# WHAT TO DO
Print every line of the records below without any change, but leave out the pictures.

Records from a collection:

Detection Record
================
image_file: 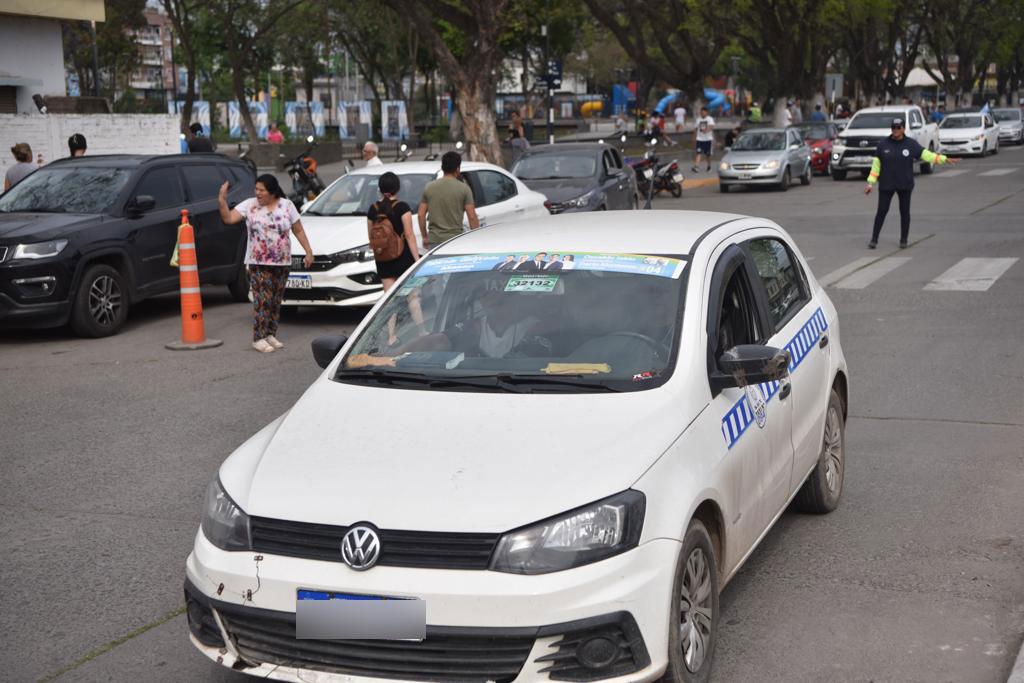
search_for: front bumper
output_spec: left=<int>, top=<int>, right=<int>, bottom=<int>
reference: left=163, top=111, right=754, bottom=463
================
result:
left=185, top=531, right=680, bottom=683
left=282, top=257, right=384, bottom=306
left=718, top=166, right=783, bottom=185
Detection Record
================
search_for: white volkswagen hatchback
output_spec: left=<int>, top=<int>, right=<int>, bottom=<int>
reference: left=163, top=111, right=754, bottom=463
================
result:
left=283, top=161, right=548, bottom=306
left=184, top=211, right=848, bottom=681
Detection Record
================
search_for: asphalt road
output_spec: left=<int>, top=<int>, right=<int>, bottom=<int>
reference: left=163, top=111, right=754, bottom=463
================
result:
left=0, top=144, right=1024, bottom=682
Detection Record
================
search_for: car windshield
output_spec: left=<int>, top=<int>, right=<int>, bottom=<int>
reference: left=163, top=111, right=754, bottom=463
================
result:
left=732, top=132, right=785, bottom=152
left=303, top=173, right=437, bottom=216
left=334, top=251, right=686, bottom=392
left=848, top=112, right=903, bottom=130
left=0, top=166, right=131, bottom=213
left=797, top=124, right=831, bottom=140
left=512, top=152, right=597, bottom=180
left=939, top=116, right=981, bottom=128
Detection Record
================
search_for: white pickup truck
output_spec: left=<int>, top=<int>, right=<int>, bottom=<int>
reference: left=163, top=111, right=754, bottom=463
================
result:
left=828, top=104, right=939, bottom=180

# TASK RESULT
Detection Record
================
image_file: 
search_for: front bumper
output_spec: left=<int>, top=<int>, right=<int>, bottom=<int>
reference: left=163, top=111, right=754, bottom=463
================
result:
left=185, top=531, right=680, bottom=683
left=282, top=257, right=384, bottom=306
left=718, top=166, right=783, bottom=185
Detection Record
================
search_for: white volkswagen hatchback
output_spec: left=<int>, top=<int>, right=<int>, bottom=<int>
reference: left=163, top=111, right=754, bottom=463
================
result:
left=283, top=161, right=548, bottom=306
left=184, top=211, right=848, bottom=681
Detection Record
================
search_for: asphalt road
output_spec: left=<int>, top=<int>, right=<int>, bottom=<int>
reference: left=163, top=111, right=754, bottom=463
================
result:
left=0, top=144, right=1024, bottom=682
Detection Record
================
search_for: car windshield
output_spec: left=<int>, top=<int>, right=<int>, bottom=<int>
reference: left=163, top=111, right=754, bottom=463
================
result:
left=732, top=132, right=785, bottom=152
left=303, top=173, right=437, bottom=216
left=334, top=251, right=686, bottom=392
left=848, top=112, right=903, bottom=130
left=0, top=166, right=131, bottom=213
left=797, top=124, right=831, bottom=140
left=512, top=152, right=597, bottom=180
left=939, top=116, right=981, bottom=128
Detection Record
================
search_for: white pickup truck
output_spec: left=<int>, top=<int>, right=<int>, bottom=<int>
reference: left=163, top=111, right=754, bottom=463
================
result:
left=828, top=104, right=939, bottom=180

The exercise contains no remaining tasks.